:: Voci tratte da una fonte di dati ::
====
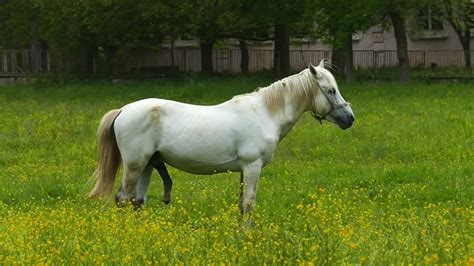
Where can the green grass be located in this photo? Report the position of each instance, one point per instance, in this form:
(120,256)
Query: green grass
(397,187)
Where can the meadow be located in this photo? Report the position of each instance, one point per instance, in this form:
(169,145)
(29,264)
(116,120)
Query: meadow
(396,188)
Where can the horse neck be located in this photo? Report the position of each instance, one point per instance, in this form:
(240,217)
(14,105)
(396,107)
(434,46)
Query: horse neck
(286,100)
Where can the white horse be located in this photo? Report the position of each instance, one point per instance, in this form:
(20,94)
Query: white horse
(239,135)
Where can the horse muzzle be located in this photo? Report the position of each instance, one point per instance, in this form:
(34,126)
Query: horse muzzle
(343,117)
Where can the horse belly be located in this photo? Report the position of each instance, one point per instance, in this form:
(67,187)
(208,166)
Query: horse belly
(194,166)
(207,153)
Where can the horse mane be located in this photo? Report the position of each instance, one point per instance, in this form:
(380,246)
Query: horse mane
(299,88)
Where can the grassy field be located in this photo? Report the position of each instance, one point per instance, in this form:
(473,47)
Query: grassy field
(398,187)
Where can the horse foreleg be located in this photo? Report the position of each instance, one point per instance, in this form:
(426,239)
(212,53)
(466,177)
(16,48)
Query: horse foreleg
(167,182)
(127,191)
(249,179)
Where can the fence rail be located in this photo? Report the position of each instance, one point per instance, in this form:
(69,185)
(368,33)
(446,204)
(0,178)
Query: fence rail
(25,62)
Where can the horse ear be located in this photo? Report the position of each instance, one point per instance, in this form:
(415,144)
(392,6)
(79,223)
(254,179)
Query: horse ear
====
:: COSA SI CHIEDE ::
Riscrivi tutti i record sostituendo "this photo" con "this image" e lasciando invariato tutto il resto. Nella risposta non includere le immagini.

:: RISPOSTA SCRITTA ::
Where can the green grass be located in this image? Report the position of each instance, one point per instance, in this form:
(120,256)
Query: green grass
(397,187)
Where can the meadow be located in this image? Report the position of each instance, one point per instance, in this form:
(169,145)
(29,264)
(116,120)
Query: meadow
(396,188)
Where can the horse neck be located in this image? Report the position of each instance, one point per instance, in this form:
(240,217)
(14,105)
(396,107)
(434,46)
Query: horse neck
(286,100)
Where can the white horse be located in this image? Report the position of each instance, one point per instance, in this form:
(20,94)
Query: white horse
(239,135)
Where can the horse muzzle be located in this image? Report the position of each instance, one point per instance, in this form:
(34,126)
Query: horse muzzle
(343,117)
Where can the horse belly be located in this image? Report the position of each instance, one point per instance, in this form:
(67,187)
(208,166)
Query: horse belly
(194,166)
(207,153)
Where can the horse mane be located in this image? Report the position of each instance, one point per instance, in this form:
(380,246)
Query: horse mane
(299,88)
Where can the grassy field be located in this image? Report the position of each instance, one point per instance, in this form:
(473,47)
Query: grassy field
(398,187)
Where can the horse foreleg be located in this image? Report the position of each instance, one point per instance, in this form:
(426,239)
(212,53)
(466,177)
(16,48)
Query: horse foreleg
(167,182)
(127,191)
(249,179)
Where can the fence rail be located in this image? Report the position of each instance, one point per instance, in this form:
(69,185)
(368,33)
(446,204)
(0,178)
Query: fence rail
(25,62)
Where can the horse ear be located in this image? Report the position of each instance, one point per instance, in this form:
(415,144)
(392,6)
(79,223)
(254,179)
Query: horse ear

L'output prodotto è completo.